═══ MATERIALS PROVIDED ═══

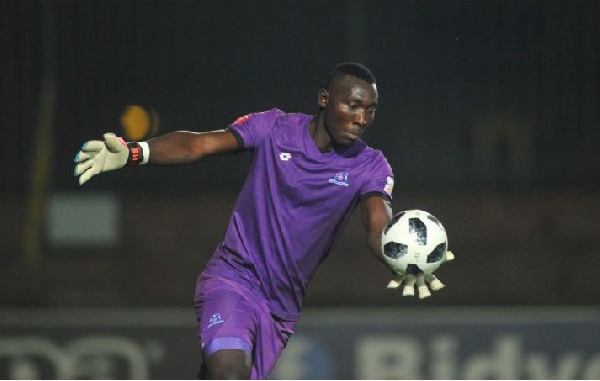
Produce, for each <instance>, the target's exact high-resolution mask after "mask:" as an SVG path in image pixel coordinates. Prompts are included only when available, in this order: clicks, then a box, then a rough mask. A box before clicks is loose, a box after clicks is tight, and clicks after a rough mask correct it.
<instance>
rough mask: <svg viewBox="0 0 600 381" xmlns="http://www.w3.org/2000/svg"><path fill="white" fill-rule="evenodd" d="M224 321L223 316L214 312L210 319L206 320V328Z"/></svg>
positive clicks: (210, 317)
mask: <svg viewBox="0 0 600 381" xmlns="http://www.w3.org/2000/svg"><path fill="white" fill-rule="evenodd" d="M224 322H225V320H223V318H222V317H221V314H219V313H216V314H214V315H213V316H211V317H210V320H209V321H208V326H207V327H206V328H210V327H212V326H213V325H217V324H221V323H224Z"/></svg>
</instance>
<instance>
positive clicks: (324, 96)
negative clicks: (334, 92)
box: [317, 89, 329, 109]
mask: <svg viewBox="0 0 600 381" xmlns="http://www.w3.org/2000/svg"><path fill="white" fill-rule="evenodd" d="M317 103H318V104H319V109H324V108H325V106H327V104H328V103H329V93H328V92H327V90H325V89H320V90H319V97H318V100H317Z"/></svg>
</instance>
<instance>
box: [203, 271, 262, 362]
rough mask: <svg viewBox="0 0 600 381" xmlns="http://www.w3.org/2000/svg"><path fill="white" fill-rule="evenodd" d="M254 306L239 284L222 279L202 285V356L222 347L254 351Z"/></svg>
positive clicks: (255, 314) (203, 284)
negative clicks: (244, 292)
mask: <svg viewBox="0 0 600 381" xmlns="http://www.w3.org/2000/svg"><path fill="white" fill-rule="evenodd" d="M255 315H256V314H255V312H254V306H253V305H252V302H251V301H250V300H248V296H247V295H246V294H245V293H244V292H243V290H240V289H239V287H237V285H235V284H233V283H231V282H227V281H222V280H220V279H215V280H208V281H206V282H204V283H203V284H201V285H199V287H198V288H197V293H196V318H197V323H198V339H199V341H200V346H201V348H202V357H203V358H204V359H205V360H206V359H207V358H208V356H210V355H211V354H212V353H214V352H216V351H218V350H223V349H241V350H244V351H245V352H247V353H249V354H252V348H253V347H254V343H255V337H256V334H257V324H256V318H255Z"/></svg>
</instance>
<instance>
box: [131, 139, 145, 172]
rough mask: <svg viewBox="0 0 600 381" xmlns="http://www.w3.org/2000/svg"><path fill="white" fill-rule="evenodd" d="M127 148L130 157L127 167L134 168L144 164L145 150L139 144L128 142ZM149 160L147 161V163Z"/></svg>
mask: <svg viewBox="0 0 600 381" xmlns="http://www.w3.org/2000/svg"><path fill="white" fill-rule="evenodd" d="M127 148H128V149H129V156H128V157H127V165H128V166H130V167H134V166H136V165H138V164H141V163H144V150H143V149H142V147H141V146H140V143H138V142H127ZM147 161H148V160H147V159H146V161H145V162H147Z"/></svg>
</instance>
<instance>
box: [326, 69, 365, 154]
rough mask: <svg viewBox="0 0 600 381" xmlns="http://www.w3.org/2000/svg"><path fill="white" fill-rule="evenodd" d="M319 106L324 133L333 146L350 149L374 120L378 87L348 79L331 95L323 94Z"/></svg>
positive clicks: (344, 79)
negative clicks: (325, 133) (328, 135)
mask: <svg viewBox="0 0 600 381" xmlns="http://www.w3.org/2000/svg"><path fill="white" fill-rule="evenodd" d="M319 105H320V106H321V108H322V109H323V122H324V124H325V129H326V130H327V132H328V133H329V136H330V137H331V139H332V140H333V142H334V144H335V145H337V146H341V147H349V146H351V145H352V143H354V141H355V140H356V139H358V138H359V137H360V135H361V134H362V133H363V132H364V130H365V129H366V128H367V127H369V125H370V124H371V123H372V122H373V119H374V118H375V110H376V108H377V87H376V86H375V84H368V83H367V82H365V81H363V80H361V79H358V78H356V77H352V76H345V77H344V78H342V79H341V80H339V81H338V82H336V83H335V84H334V85H333V87H332V88H331V89H330V90H329V92H327V91H325V90H323V89H322V90H321V92H320V93H319Z"/></svg>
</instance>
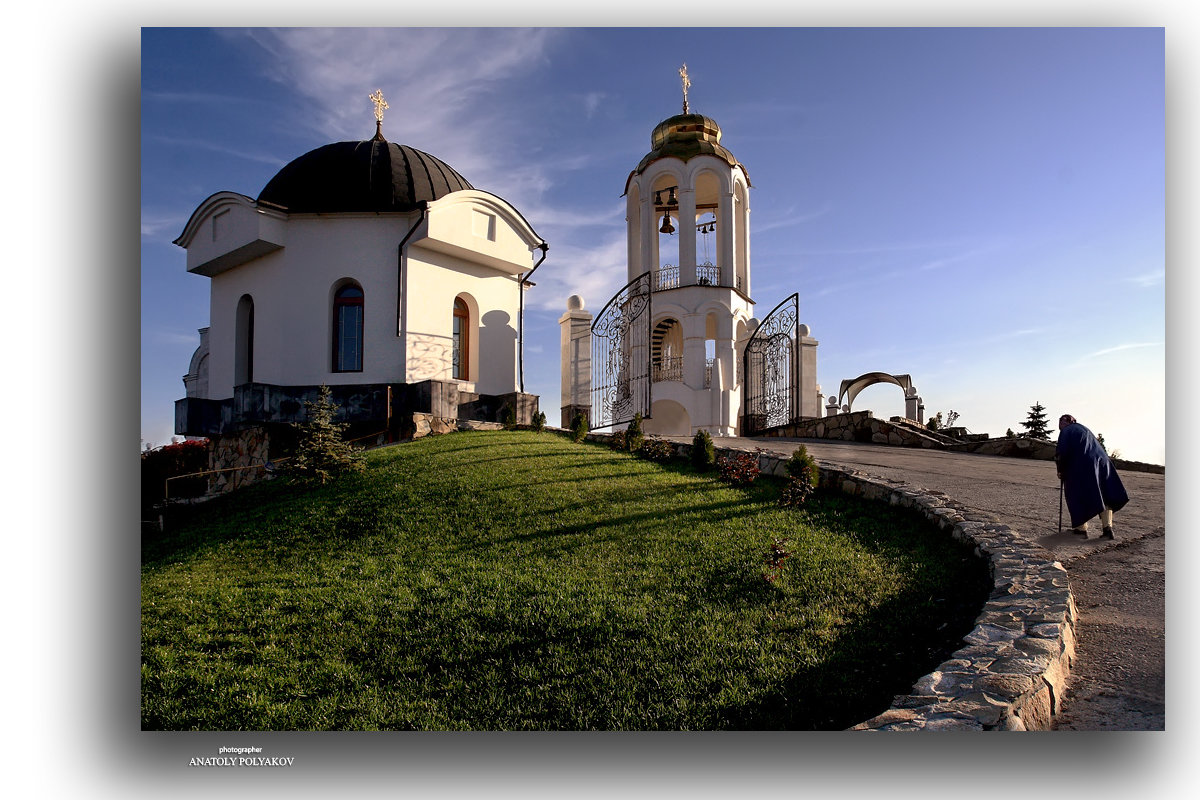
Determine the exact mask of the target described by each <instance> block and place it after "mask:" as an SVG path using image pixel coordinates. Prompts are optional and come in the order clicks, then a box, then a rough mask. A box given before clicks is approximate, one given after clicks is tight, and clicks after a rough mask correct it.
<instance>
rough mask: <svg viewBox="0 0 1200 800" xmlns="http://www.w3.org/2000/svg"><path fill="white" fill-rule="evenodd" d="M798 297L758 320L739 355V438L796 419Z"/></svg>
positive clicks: (798, 387) (780, 304) (794, 297)
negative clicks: (741, 358)
mask: <svg viewBox="0 0 1200 800" xmlns="http://www.w3.org/2000/svg"><path fill="white" fill-rule="evenodd" d="M799 315H800V301H799V295H798V294H793V295H792V296H790V297H788V299H787V300H785V301H784V302H781V303H779V305H778V306H775V308H774V309H772V312H770V313H769V314H767V317H766V318H764V319H763V320H762V324H761V325H758V327H757V329H756V330H755V332H754V333H752V335H751V336H750V341H749V342H746V348H745V351H744V354H743V356H742V357H743V365H744V366H743V379H744V381H745V383H744V395H743V416H742V429H743V435H754V434H756V433H760V432H762V431H763V429H766V428H773V427H776V426H780V425H788V423H791V422H797V421H798V420H799V380H800V369H799V342H798V339H797V335H798V327H799V326H798V325H797V321H798V320H799Z"/></svg>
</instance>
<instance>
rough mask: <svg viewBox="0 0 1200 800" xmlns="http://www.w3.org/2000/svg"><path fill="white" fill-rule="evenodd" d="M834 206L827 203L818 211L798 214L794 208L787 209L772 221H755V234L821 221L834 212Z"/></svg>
mask: <svg viewBox="0 0 1200 800" xmlns="http://www.w3.org/2000/svg"><path fill="white" fill-rule="evenodd" d="M832 210H833V209H832V206H830V205H829V204H828V203H827V204H826V205H823V206H821V207H820V209H816V210H815V211H804V212H799V213H797V211H796V209H794V207H790V209H786V210H784V211H781V212H780V213H779V215H776V216H775V217H773V218H770V219H766V221H763V222H758V221H757V219H756V221H755V225H754V233H756V234H757V233H764V231H767V230H775V229H778V228H792V227H793V225H799V224H804V223H805V222H812V221H814V219H820V218H821V217H823V216H826V215H827V213H829V211H832Z"/></svg>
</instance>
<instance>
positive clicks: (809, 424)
mask: <svg viewBox="0 0 1200 800" xmlns="http://www.w3.org/2000/svg"><path fill="white" fill-rule="evenodd" d="M756 435H761V437H780V438H790V439H834V440H836V441H866V443H872V444H877V445H898V446H901V447H941V446H943V445H942V443H941V441H938V440H937V438H935V437H931V435H928V434H925V433H923V432H920V431H916V429H913V428H911V427H906V426H901V425H893V423H892V422H887V421H884V420H878V419H876V417H875V415H874V414H872V413H871V411H850V413H848V414H835V415H834V416H815V417H810V419H806V420H800V421H799V422H796V423H792V425H781V426H779V427H775V428H769V429H767V431H763V432H762V433H760V434H756Z"/></svg>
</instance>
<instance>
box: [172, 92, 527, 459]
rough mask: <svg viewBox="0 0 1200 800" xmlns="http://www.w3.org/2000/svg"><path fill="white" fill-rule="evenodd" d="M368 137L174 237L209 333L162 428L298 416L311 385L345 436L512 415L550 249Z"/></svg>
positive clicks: (213, 429) (443, 175)
mask: <svg viewBox="0 0 1200 800" xmlns="http://www.w3.org/2000/svg"><path fill="white" fill-rule="evenodd" d="M372 100H373V101H374V102H376V134H374V137H373V138H371V139H367V140H364V142H338V143H334V144H328V145H324V146H320V148H317V149H316V150H312V151H311V152H307V154H305V155H302V156H300V157H299V158H295V160H294V161H292V162H290V163H288V164H287V166H286V167H283V168H282V169H281V170H280V172H278V173H277V174H276V175H275V176H274V178H272V179H271V180H270V181H269V182H268V184H266V186H265V187H264V188H263V190H262V192H259V194H258V197H257V198H252V197H247V196H245V194H239V193H235V192H218V193H216V194H214V196H211V197H210V198H208V199H206V200H204V201H203V203H202V204H200V205H199V207H197V209H196V211H194V212H193V213H192V216H191V218H190V219H188V222H187V224H186V227H185V228H184V231H182V234H181V235H180V236H179V239H176V240H175V243H176V245H179V246H180V247H182V248H185V249H186V251H187V271H188V272H191V273H193V275H200V276H204V277H206V278H209V284H210V317H209V320H210V321H209V326H208V327H205V329H202V330H200V345H199V348H198V349H197V350H196V354H194V355H193V357H192V362H191V366H190V369H188V374H187V375H185V378H184V384H185V390H186V397H185V398H182V399H180V401H178V402H176V409H175V432H176V433H180V434H188V435H205V437H215V435H221V434H232V433H236V432H238V431H242V429H246V428H247V427H253V426H271V425H274V423H286V422H295V421H299V420H301V419H302V417H304V401H305V399H310V398H312V397H314V396H316V392H317V390H318V387H319V386H320V385H322V384H325V385H329V386H330V387H331V390H332V395H334V399H335V402H336V403H337V404H338V405H340V407H341V411H340V413H341V419H342V420H343V421H346V422H348V423H350V425H352V428H353V429H354V431H358V432H365V433H371V432H373V431H388V432H389V434H390V437H392V438H396V437H403V435H406V431H404V428H406V426H407V425H409V422H408V421H407V420H410V417H412V414H413V413H414V411H420V413H427V414H432V415H433V416H442V417H449V419H456V417H469V419H479V420H494V421H499V419H500V415H502V414H504V410H505V409H511V410H512V411H514V413H515V414H516V416H517V417H518V421H528V420H529V417H530V416H532V414H533V413H535V411H536V404H538V398H536V397H534V396H529V395H526V393H524V392H523V385H522V384H523V371H522V341H521V339H522V336H523V331H522V314H523V305H524V299H523V294H524V291H527V290H528V289H529V287H530V285H532V283H529V282H528V278H529V276H530V273H532V272H533V271H534V270H535V269H536V267H538V266H539V265H540V264H541V263H542V260H544V259H545V257H546V252H547V249H548V246H547V243H546V242H545V241H544V240H542V239H541V237H540V236H539V235H538V234H536V233H535V231H534V229H533V227H532V225H530V224H529V223H528V221H526V218H524V217H523V216H522V215H521V212H520V211H517V210H516V209H515V207H514V206H512V205H511V204H509V203H508V201H506V200H504V199H503V198H499V197H497V196H494V194H491V193H488V192H482V191H479V190H476V188H474V187H473V186H472V185H470V184H469V182H468V181H467V180H466V179H464V178H463V176H462V175H460V174H458V173H457V172H455V170H454V169H452V168H451V167H450V166H448V164H446V163H445V162H443V161H440V160H438V158H436V157H434V156H431V155H430V154H427V152H422V151H420V150H416V149H414V148H409V146H407V145H402V144H396V143H392V142H388V140H386V139H385V138H384V136H383V109H384V108H386V103H384V102H383V98H382V96H380V95H379V94H378V92H376V95H372Z"/></svg>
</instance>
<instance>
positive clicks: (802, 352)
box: [797, 325, 821, 417]
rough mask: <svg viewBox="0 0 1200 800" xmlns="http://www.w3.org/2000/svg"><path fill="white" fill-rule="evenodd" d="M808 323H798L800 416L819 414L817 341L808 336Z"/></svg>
mask: <svg viewBox="0 0 1200 800" xmlns="http://www.w3.org/2000/svg"><path fill="white" fill-rule="evenodd" d="M810 332H811V331H810V330H809V326H808V325H800V326H799V330H798V331H797V338H798V339H799V341H800V379H799V381H798V383H799V390H800V403H799V405H800V416H802V417H811V416H821V387H820V386H817V345H818V344H820V342H817V341H816V339H815V338H812V337H811V336H809V333H810Z"/></svg>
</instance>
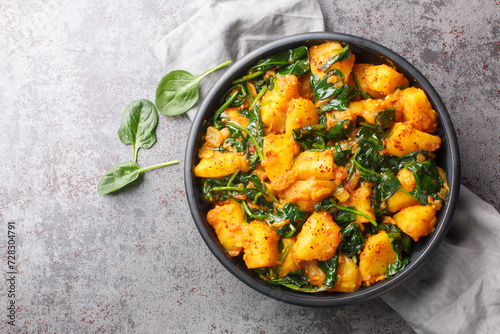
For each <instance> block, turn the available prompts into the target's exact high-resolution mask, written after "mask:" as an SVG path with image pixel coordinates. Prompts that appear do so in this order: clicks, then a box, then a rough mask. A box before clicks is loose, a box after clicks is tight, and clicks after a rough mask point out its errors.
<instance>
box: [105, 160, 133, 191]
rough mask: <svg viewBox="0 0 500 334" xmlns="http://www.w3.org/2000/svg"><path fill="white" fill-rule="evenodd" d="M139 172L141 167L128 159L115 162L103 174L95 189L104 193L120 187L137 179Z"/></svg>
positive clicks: (116, 188)
mask: <svg viewBox="0 0 500 334" xmlns="http://www.w3.org/2000/svg"><path fill="white" fill-rule="evenodd" d="M140 173H141V167H140V166H139V165H138V164H137V163H136V162H133V161H129V162H122V163H119V164H116V165H114V166H113V167H111V168H110V169H108V171H107V172H106V173H105V174H104V175H103V177H102V178H101V180H100V181H99V184H98V185H97V191H98V192H99V194H101V195H104V194H109V193H110V192H113V191H116V190H118V189H121V188H123V187H124V186H126V185H127V184H129V183H132V182H134V181H135V180H137V178H138V177H139V174H140Z"/></svg>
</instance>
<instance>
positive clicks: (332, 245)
mask: <svg viewBox="0 0 500 334" xmlns="http://www.w3.org/2000/svg"><path fill="white" fill-rule="evenodd" d="M339 244H340V227H339V226H338V225H337V224H335V223H334V221H333V218H332V216H330V215H329V214H328V213H326V212H323V211H322V212H314V213H313V214H312V215H311V216H310V217H309V218H308V219H307V221H306V222H305V223H304V225H303V226H302V230H301V231H300V232H299V234H298V235H297V242H296V243H295V244H294V245H293V257H294V258H295V260H297V261H309V260H318V261H326V260H329V259H331V258H332V257H333V256H334V255H335V252H336V251H337V247H338V245H339Z"/></svg>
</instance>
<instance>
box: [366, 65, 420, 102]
mask: <svg viewBox="0 0 500 334" xmlns="http://www.w3.org/2000/svg"><path fill="white" fill-rule="evenodd" d="M365 76H366V84H367V88H368V89H371V90H375V91H377V92H380V93H382V94H384V95H387V94H391V93H394V91H395V90H396V88H398V87H407V86H409V85H410V83H409V82H408V80H407V79H406V78H405V77H404V75H402V74H401V73H399V72H398V71H396V70H395V69H393V68H392V67H390V66H388V65H385V64H384V65H374V66H371V67H370V68H368V69H367V70H366V72H365Z"/></svg>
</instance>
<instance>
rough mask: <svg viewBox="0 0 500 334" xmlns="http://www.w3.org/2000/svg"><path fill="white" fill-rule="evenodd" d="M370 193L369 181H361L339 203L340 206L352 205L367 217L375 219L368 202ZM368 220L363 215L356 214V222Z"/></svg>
mask: <svg viewBox="0 0 500 334" xmlns="http://www.w3.org/2000/svg"><path fill="white" fill-rule="evenodd" d="M371 195H372V187H371V185H370V183H369V182H361V185H360V187H358V188H356V189H355V190H354V191H353V192H352V193H351V195H350V196H349V198H348V199H347V200H346V201H345V202H342V203H339V204H340V205H342V206H346V207H347V206H354V208H355V209H356V210H357V211H359V212H361V213H364V214H365V215H367V216H368V217H370V218H372V219H373V220H375V216H374V215H373V209H372V206H371V203H370V197H371ZM368 222H369V220H368V219H367V218H365V217H363V216H360V215H357V216H356V223H358V224H361V223H368Z"/></svg>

═══

• [TASK INSTRUCTIONS] Extract every line of the listing above that contains the string "negative".

• [ANSWER SPACE]
negative clicks: (334, 92)
negative clicks: (244, 292)
negative clicks: (325, 133) (328, 135)
negative clicks: (741, 358)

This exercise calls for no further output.